• [PROBLEM DETAILS] Look through the data below and show every line that includes "instance".

++++ TASK INPUT ++++

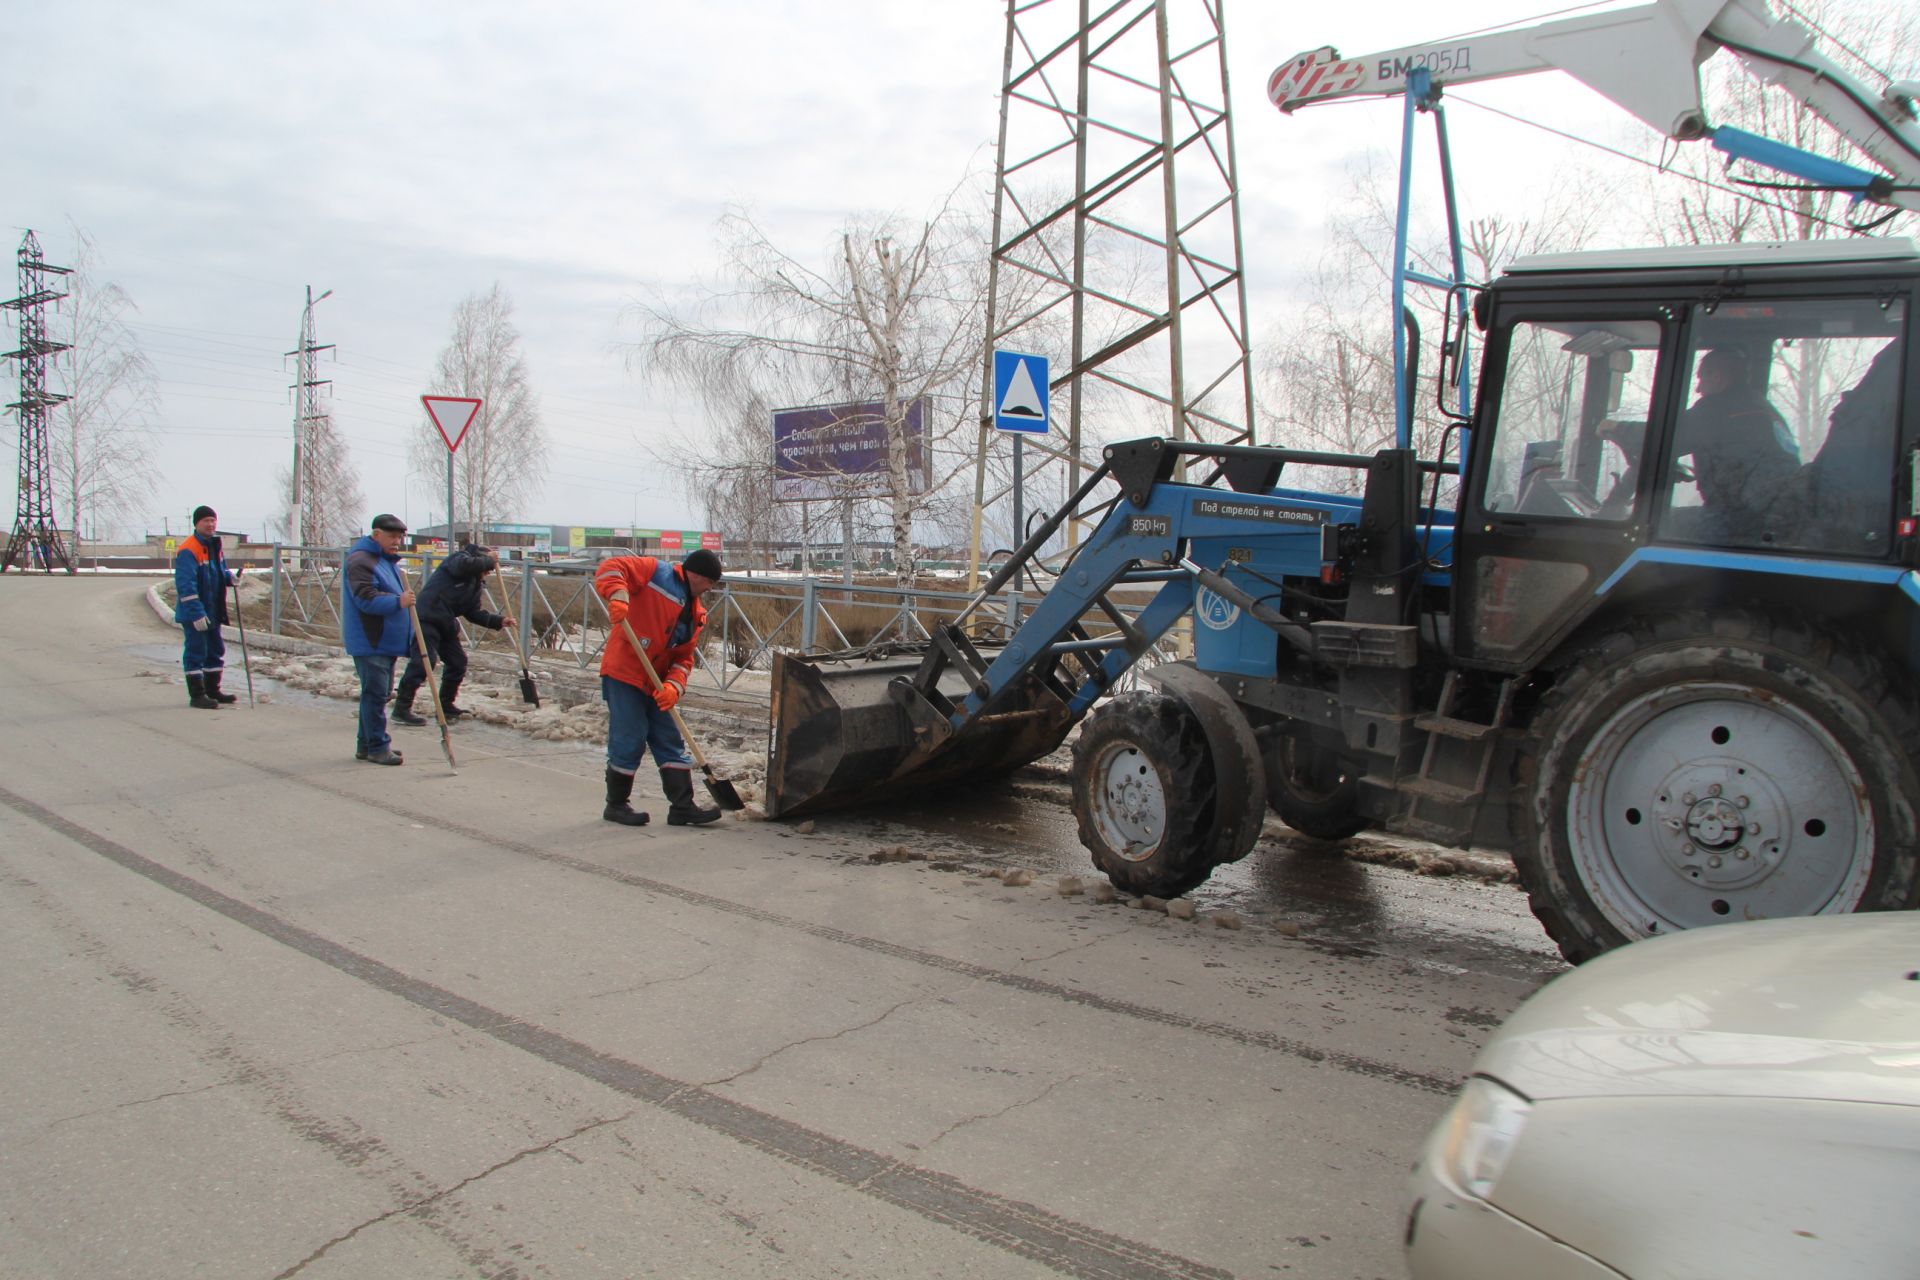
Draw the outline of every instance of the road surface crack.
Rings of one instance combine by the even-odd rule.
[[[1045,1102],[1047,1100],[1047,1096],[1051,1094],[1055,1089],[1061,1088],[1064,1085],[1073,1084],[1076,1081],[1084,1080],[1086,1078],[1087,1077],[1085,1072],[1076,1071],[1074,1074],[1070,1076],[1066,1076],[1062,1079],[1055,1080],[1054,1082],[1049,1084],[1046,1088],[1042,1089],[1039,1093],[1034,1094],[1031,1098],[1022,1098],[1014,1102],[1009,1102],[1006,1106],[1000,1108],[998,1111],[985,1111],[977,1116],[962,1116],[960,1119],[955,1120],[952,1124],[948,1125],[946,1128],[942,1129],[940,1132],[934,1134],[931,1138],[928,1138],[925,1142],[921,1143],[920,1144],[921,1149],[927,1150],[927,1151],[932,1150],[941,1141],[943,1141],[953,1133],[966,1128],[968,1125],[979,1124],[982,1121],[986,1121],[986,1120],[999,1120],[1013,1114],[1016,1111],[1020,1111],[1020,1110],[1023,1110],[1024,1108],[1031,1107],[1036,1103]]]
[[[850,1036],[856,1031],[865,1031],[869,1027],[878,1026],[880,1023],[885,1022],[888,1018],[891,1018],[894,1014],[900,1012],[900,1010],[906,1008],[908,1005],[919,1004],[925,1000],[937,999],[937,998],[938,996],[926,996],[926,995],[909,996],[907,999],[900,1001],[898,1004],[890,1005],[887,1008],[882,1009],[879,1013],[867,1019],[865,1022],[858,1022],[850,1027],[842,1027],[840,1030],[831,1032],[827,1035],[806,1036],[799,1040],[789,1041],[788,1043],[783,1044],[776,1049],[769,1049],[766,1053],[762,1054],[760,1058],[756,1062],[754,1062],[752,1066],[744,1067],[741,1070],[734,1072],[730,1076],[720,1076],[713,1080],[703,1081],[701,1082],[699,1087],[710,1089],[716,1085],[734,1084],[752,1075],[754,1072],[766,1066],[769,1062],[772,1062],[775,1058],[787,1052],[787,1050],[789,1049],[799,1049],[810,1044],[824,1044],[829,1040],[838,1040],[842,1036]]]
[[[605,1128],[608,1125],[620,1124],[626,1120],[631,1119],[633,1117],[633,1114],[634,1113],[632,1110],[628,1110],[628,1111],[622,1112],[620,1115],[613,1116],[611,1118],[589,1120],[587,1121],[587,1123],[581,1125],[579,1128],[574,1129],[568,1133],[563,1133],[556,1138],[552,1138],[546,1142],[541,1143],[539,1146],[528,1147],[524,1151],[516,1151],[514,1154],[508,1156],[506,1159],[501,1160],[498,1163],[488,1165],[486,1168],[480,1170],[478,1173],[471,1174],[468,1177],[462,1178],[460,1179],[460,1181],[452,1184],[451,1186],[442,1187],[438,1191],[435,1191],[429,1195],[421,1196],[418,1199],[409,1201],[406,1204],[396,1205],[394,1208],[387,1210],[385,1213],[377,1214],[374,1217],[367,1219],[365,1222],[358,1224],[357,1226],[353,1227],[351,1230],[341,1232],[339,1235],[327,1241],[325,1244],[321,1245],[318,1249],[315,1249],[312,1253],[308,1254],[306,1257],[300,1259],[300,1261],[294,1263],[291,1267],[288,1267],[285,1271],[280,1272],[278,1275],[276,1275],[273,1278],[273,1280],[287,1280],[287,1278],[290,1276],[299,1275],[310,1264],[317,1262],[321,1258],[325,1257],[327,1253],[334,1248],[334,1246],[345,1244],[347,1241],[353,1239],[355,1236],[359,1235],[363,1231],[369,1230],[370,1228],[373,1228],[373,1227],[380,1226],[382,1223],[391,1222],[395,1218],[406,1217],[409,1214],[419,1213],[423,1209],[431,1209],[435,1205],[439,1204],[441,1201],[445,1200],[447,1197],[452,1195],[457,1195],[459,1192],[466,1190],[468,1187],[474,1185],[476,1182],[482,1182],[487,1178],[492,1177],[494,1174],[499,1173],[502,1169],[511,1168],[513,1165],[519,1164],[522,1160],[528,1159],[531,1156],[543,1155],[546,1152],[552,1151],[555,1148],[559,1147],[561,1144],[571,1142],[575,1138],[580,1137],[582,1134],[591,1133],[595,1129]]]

++++

• [ANSWER TO THIS EXERCISE]
Draw the outline of every instance of the road surface crack.
Rings of one instance combine by the even-odd rule.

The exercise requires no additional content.